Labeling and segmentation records
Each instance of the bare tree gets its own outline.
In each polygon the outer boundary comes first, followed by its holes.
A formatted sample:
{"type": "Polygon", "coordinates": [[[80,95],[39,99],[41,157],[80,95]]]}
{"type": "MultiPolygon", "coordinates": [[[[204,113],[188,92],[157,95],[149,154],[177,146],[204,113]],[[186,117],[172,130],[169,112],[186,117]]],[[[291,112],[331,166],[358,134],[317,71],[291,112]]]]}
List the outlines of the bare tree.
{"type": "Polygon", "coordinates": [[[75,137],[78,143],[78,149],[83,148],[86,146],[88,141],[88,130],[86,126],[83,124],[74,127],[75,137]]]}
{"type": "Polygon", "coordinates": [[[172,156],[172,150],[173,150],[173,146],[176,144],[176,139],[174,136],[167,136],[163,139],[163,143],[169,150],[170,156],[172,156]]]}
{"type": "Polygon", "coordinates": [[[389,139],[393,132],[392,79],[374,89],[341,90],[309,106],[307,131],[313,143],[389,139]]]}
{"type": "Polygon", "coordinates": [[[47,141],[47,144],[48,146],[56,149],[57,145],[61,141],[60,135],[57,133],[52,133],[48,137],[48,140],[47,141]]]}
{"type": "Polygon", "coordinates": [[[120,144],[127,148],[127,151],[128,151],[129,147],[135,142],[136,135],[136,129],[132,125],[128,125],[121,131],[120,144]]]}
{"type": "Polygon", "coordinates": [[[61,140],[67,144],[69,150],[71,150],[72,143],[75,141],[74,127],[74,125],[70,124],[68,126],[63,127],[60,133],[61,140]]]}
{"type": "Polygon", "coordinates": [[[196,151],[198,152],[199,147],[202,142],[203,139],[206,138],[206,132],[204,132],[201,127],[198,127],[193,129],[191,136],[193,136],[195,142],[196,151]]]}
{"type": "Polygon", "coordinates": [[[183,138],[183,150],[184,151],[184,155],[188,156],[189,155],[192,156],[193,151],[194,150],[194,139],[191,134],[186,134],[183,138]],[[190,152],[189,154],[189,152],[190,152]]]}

Your goal => Reproduce every one of the lines above without any change.

Solution for this task =>
Each instance of the bare tree gets its own outline.
In each polygon the outer boundary comes first, followed by its holes.
A formatted sample:
{"type": "Polygon", "coordinates": [[[80,95],[39,99],[41,157],[80,95]]]}
{"type": "MultiPolygon", "coordinates": [[[[204,113],[188,92],[157,95],[149,154],[177,146],[204,113]],[[186,117],[172,130],[169,112],[186,117]]],[[[291,112],[331,166],[358,134],[317,71],[291,112]]]]}
List the outlines of the bare tree.
{"type": "Polygon", "coordinates": [[[75,137],[78,143],[78,149],[83,148],[86,146],[88,141],[88,130],[86,126],[83,124],[74,127],[75,137]]]}
{"type": "Polygon", "coordinates": [[[172,156],[172,150],[173,150],[173,146],[176,144],[176,139],[174,136],[167,136],[163,139],[163,143],[169,150],[170,156],[172,156]]]}
{"type": "Polygon", "coordinates": [[[389,139],[393,132],[392,79],[374,89],[341,90],[309,106],[307,131],[313,143],[389,139]]]}
{"type": "Polygon", "coordinates": [[[47,141],[47,144],[48,146],[56,149],[57,145],[61,141],[60,135],[57,133],[52,133],[48,137],[48,140],[47,141]]]}
{"type": "Polygon", "coordinates": [[[120,144],[127,148],[127,151],[128,151],[129,147],[135,142],[136,135],[136,129],[132,125],[128,125],[121,131],[120,144]]]}
{"type": "Polygon", "coordinates": [[[61,140],[67,144],[69,150],[71,150],[72,143],[75,141],[74,127],[74,125],[70,124],[68,126],[63,127],[60,133],[61,140]]]}
{"type": "Polygon", "coordinates": [[[196,151],[198,152],[199,147],[202,142],[203,139],[206,138],[206,132],[204,132],[201,127],[198,127],[193,129],[191,136],[193,136],[195,142],[196,151]]]}
{"type": "Polygon", "coordinates": [[[183,138],[183,150],[184,151],[184,155],[188,156],[189,155],[192,156],[193,151],[194,150],[194,139],[191,134],[186,134],[183,138]],[[190,152],[189,154],[189,152],[190,152]]]}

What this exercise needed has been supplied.